• **Task instructions**:
The answer must consist solely of the lines from the opening line of the entries through the line with "[point] escalator step", transcribed exactly and without any pictures.

• **Dataset records**:
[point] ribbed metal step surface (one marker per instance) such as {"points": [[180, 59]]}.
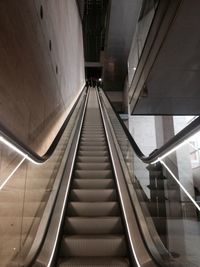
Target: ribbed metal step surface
{"points": [[93, 232]]}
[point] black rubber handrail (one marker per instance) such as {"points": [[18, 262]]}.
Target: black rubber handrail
{"points": [[10, 137], [188, 131]]}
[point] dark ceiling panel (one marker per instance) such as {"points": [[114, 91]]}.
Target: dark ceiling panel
{"points": [[94, 28], [123, 21]]}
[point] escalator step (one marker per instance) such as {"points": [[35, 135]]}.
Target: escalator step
{"points": [[85, 225], [94, 246], [93, 195], [93, 174], [93, 184], [94, 262], [93, 166], [93, 148], [93, 153], [93, 209], [99, 159]]}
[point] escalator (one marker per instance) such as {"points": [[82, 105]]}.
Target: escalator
{"points": [[105, 206], [93, 232]]}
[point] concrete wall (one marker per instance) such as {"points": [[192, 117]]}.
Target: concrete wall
{"points": [[41, 67]]}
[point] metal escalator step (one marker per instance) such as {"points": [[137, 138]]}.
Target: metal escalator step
{"points": [[94, 159], [93, 245], [94, 130], [93, 143], [94, 262], [93, 184], [93, 166], [85, 225], [93, 148], [93, 209], [93, 153], [93, 139], [92, 174], [93, 195]]}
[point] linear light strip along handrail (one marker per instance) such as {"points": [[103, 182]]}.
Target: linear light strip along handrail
{"points": [[174, 142], [28, 152]]}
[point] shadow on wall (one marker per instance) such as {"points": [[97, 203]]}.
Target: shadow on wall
{"points": [[41, 66]]}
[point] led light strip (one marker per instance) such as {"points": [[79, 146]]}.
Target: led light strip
{"points": [[13, 147], [182, 187], [11, 174], [170, 152]]}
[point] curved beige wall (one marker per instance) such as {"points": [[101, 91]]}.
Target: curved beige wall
{"points": [[38, 85]]}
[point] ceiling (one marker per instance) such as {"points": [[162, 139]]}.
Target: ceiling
{"points": [[108, 28]]}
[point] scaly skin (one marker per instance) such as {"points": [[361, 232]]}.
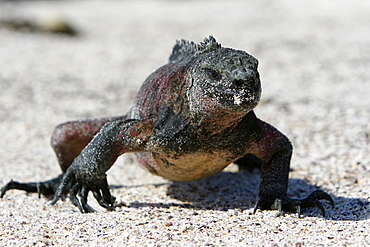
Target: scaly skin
{"points": [[191, 118]]}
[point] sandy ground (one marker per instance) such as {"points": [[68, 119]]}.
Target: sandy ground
{"points": [[314, 64]]}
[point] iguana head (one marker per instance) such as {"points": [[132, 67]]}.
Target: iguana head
{"points": [[220, 80]]}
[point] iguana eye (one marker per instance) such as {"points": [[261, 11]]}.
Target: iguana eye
{"points": [[213, 74]]}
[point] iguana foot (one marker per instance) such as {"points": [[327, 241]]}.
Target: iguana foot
{"points": [[99, 187], [295, 205]]}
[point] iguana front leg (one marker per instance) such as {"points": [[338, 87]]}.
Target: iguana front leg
{"points": [[275, 150], [88, 170]]}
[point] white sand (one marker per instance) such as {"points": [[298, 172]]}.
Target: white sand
{"points": [[314, 65]]}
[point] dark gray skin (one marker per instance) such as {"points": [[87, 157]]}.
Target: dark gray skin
{"points": [[191, 118]]}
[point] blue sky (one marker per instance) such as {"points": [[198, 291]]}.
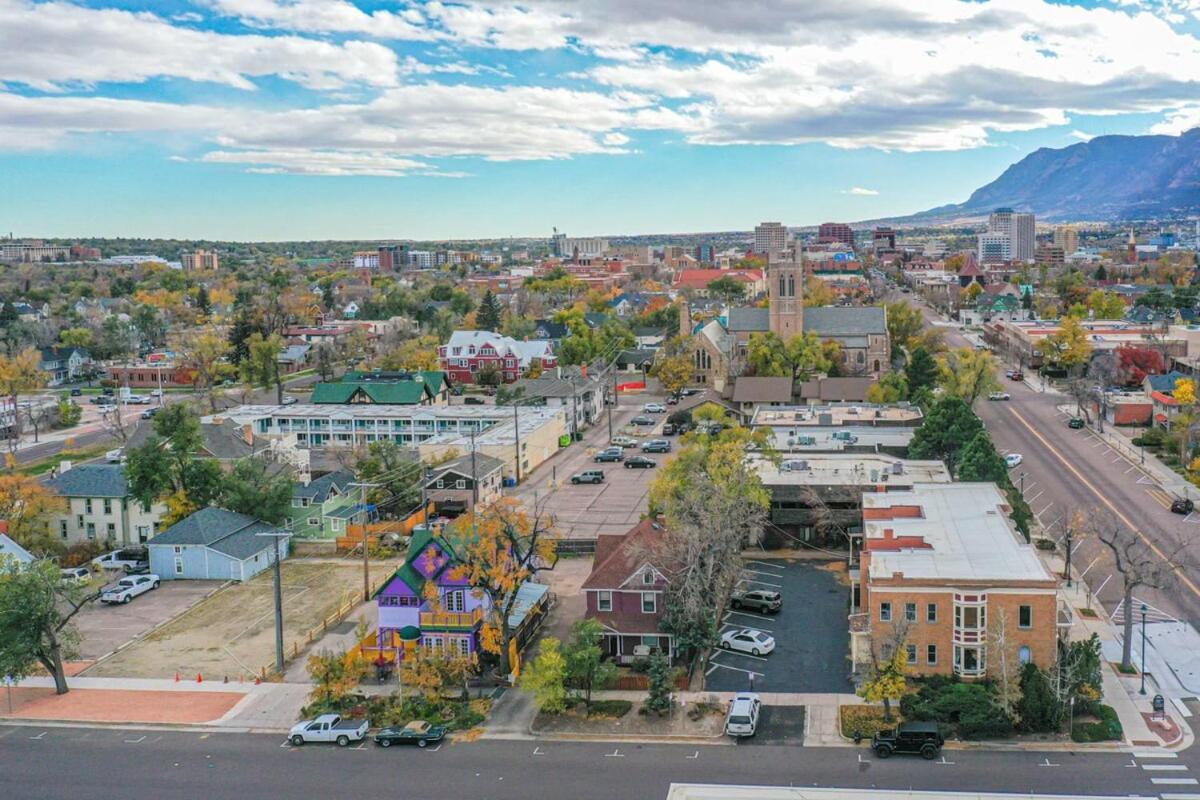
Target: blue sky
{"points": [[330, 119]]}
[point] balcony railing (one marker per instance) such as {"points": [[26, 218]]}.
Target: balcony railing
{"points": [[451, 619]]}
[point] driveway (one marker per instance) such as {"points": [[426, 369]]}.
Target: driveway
{"points": [[102, 629], [811, 633]]}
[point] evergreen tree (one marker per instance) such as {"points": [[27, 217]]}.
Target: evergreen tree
{"points": [[487, 318], [921, 372]]}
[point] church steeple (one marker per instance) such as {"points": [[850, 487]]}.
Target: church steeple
{"points": [[785, 293]]}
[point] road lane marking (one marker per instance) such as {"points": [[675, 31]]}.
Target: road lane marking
{"points": [[1191, 584]]}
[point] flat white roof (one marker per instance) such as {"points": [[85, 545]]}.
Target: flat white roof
{"points": [[970, 535]]}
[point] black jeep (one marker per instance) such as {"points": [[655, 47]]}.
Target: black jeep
{"points": [[916, 738]]}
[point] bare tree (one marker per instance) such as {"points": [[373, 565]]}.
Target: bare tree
{"points": [[1139, 564]]}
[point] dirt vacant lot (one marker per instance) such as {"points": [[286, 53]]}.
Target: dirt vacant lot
{"points": [[232, 633]]}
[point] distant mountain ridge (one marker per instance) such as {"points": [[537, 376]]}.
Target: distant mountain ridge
{"points": [[1109, 178]]}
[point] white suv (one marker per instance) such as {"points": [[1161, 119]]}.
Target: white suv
{"points": [[743, 716]]}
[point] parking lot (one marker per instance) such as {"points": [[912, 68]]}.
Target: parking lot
{"points": [[613, 506], [811, 635], [102, 629]]}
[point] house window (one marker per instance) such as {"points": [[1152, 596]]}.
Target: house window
{"points": [[1025, 615]]}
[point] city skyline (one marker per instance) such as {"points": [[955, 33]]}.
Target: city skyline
{"points": [[271, 120]]}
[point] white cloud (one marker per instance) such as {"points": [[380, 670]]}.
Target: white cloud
{"points": [[54, 46]]}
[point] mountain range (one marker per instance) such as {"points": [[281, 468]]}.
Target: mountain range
{"points": [[1110, 178]]}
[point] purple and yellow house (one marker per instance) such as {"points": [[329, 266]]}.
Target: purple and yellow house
{"points": [[407, 615]]}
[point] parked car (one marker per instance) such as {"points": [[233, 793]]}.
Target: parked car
{"points": [[747, 639], [129, 588], [743, 716], [916, 738], [640, 462], [761, 600], [329, 727], [127, 559], [77, 575], [419, 733]]}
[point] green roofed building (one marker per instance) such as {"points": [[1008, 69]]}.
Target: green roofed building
{"points": [[425, 388]]}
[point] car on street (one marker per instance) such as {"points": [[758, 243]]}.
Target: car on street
{"points": [[747, 639], [588, 476], [77, 575], [329, 727], [129, 588], [610, 453], [418, 732], [130, 559], [915, 738], [743, 716], [761, 600]]}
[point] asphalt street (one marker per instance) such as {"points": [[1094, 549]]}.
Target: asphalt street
{"points": [[69, 763]]}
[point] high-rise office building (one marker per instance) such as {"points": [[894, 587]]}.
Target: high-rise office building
{"points": [[769, 238]]}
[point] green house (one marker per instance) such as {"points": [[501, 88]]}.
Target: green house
{"points": [[323, 507]]}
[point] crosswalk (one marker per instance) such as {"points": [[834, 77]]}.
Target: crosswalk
{"points": [[1165, 773]]}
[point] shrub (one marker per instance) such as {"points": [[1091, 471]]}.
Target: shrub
{"points": [[863, 720], [1105, 728]]}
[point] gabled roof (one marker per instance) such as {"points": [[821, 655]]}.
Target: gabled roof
{"points": [[623, 557], [321, 488], [225, 531], [91, 481]]}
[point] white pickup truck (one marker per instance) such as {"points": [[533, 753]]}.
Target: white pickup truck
{"points": [[329, 727], [129, 588]]}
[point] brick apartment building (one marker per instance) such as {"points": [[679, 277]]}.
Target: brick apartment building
{"points": [[945, 575]]}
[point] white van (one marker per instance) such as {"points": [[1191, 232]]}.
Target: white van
{"points": [[743, 716]]}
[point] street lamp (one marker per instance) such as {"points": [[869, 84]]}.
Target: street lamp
{"points": [[1144, 609], [276, 535]]}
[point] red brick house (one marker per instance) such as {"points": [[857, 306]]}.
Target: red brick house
{"points": [[627, 593]]}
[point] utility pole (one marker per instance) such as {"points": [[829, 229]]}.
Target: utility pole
{"points": [[366, 548]]}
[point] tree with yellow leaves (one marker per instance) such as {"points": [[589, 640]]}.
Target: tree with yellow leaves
{"points": [[498, 548]]}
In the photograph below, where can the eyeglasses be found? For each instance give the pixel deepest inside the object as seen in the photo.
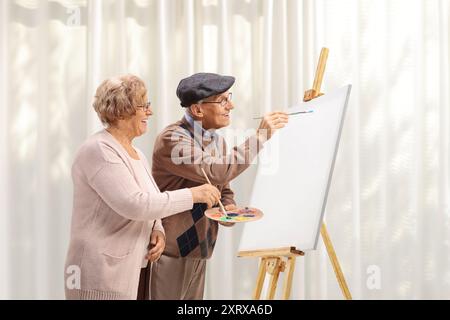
(223, 102)
(145, 107)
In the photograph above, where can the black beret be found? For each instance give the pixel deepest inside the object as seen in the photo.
(202, 85)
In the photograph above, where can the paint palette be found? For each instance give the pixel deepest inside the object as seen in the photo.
(240, 214)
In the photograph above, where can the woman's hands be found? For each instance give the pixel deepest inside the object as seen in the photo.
(270, 123)
(157, 244)
(229, 207)
(206, 194)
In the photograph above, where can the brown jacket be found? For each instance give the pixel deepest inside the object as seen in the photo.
(179, 154)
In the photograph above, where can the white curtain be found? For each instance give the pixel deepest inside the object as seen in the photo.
(388, 210)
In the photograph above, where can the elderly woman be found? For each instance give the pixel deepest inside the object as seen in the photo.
(117, 205)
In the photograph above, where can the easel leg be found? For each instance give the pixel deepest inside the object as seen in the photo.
(273, 267)
(334, 261)
(289, 273)
(260, 279)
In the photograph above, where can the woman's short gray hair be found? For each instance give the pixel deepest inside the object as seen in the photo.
(117, 98)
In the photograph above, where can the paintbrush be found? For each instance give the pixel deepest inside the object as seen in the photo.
(289, 114)
(220, 202)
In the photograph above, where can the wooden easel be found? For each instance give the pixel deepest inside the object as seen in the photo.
(274, 261)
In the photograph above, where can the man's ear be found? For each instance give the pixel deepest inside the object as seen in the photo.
(196, 110)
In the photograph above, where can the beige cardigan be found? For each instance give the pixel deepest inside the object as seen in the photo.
(112, 220)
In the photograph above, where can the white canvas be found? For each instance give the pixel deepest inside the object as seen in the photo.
(294, 175)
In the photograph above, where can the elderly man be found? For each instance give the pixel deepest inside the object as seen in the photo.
(181, 151)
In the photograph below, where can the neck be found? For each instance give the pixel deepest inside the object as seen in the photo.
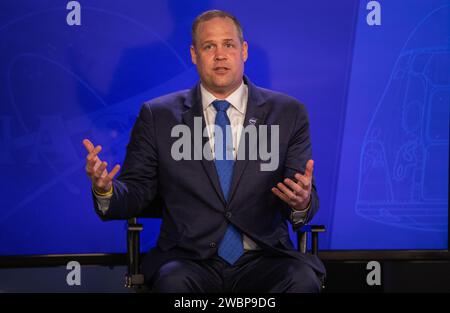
(222, 94)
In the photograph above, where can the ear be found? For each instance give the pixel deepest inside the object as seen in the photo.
(245, 51)
(193, 55)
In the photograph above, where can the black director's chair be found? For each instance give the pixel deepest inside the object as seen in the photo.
(135, 279)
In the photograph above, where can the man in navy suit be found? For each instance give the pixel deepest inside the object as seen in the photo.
(225, 218)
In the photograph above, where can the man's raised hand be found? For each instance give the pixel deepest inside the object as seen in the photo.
(96, 169)
(296, 194)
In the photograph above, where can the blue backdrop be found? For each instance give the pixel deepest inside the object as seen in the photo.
(378, 98)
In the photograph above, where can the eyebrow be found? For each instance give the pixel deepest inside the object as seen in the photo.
(212, 41)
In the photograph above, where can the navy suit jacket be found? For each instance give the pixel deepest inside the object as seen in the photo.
(195, 214)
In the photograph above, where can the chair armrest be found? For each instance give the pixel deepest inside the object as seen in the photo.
(134, 276)
(302, 237)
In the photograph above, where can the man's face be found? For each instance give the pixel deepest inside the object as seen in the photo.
(219, 56)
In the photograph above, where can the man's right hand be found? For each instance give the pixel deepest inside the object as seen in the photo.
(96, 169)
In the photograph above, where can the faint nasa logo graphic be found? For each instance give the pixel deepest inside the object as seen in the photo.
(73, 278)
(373, 278)
(403, 176)
(373, 18)
(74, 16)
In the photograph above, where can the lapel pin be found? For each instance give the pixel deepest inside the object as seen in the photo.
(253, 120)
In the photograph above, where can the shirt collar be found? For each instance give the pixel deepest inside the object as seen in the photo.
(236, 99)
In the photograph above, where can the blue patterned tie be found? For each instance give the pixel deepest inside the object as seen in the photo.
(231, 246)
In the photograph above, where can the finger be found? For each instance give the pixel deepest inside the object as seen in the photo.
(280, 195)
(114, 171)
(88, 145)
(286, 191)
(94, 153)
(309, 168)
(92, 166)
(303, 181)
(291, 184)
(99, 171)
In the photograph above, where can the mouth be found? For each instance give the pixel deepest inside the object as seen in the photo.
(221, 70)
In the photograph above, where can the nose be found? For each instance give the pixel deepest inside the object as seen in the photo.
(220, 54)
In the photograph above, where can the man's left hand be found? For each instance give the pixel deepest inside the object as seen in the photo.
(296, 194)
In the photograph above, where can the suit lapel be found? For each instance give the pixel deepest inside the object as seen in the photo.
(194, 106)
(256, 115)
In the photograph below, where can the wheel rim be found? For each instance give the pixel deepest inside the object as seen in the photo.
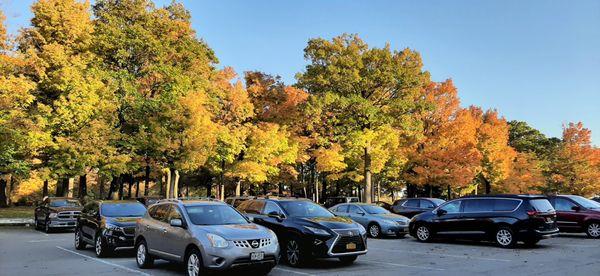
(594, 230)
(504, 237)
(423, 233)
(141, 254)
(374, 230)
(193, 265)
(98, 246)
(292, 252)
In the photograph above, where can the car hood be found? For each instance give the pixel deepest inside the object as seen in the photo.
(122, 221)
(393, 217)
(236, 231)
(330, 223)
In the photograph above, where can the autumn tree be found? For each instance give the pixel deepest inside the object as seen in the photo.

• **Written reply**:
[point] ribbed metal step surface (one marker per instance) such as {"points": [[180, 59]]}.
Target: ribbed metal step surface
{"points": [[93, 232]]}
[point] black rubber handrail (one marker per instance) such as {"points": [[18, 262]]}.
Target: black rubber handrail
{"points": [[10, 137], [188, 131]]}
[point] dark ceiling panel (one marker per instance) such as {"points": [[114, 91]]}.
Target: dark ceiling panel
{"points": [[94, 28], [123, 21]]}
[point] escalator step (one marker per instance) such as {"points": [[35, 135]]}.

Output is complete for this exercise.